Photo labels with bounding boxes

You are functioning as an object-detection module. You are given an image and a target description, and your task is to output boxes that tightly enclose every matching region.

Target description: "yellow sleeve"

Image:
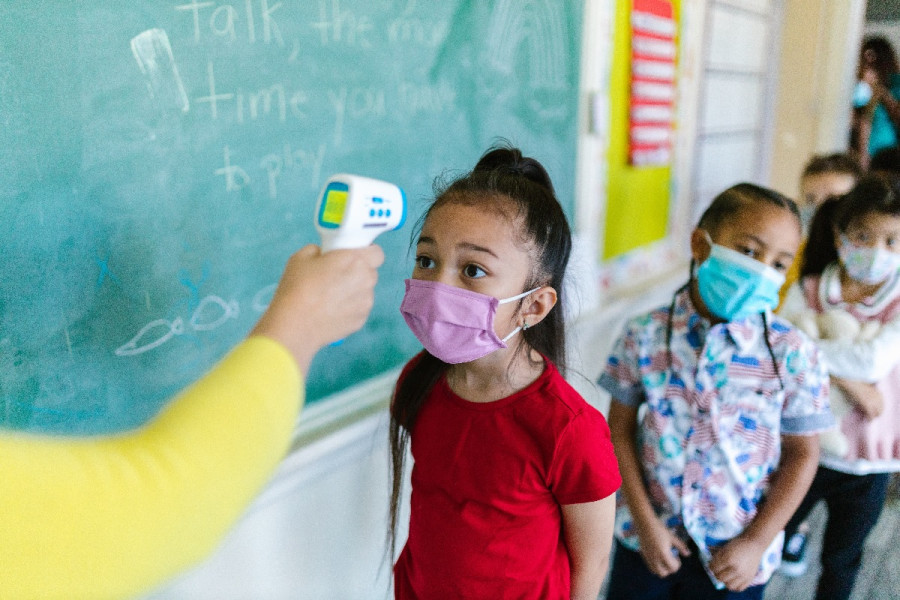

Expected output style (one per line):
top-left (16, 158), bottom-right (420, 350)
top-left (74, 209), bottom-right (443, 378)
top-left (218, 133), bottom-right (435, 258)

**Exercise details:** Change "yellow sleeve" to "green sleeve" throughout the records and reproduce them with nothing else altered, omitting the pictures.

**Exercise answer:**
You are functioning as an object-detection module. You are given an image and a target description, and your task is to output boxes that tightly enclose every matching region.

Target description: "green sleeve"

Image:

Expected output style (one per line):
top-left (16, 158), bottom-right (420, 350)
top-left (74, 209), bottom-right (443, 378)
top-left (218, 133), bottom-right (435, 258)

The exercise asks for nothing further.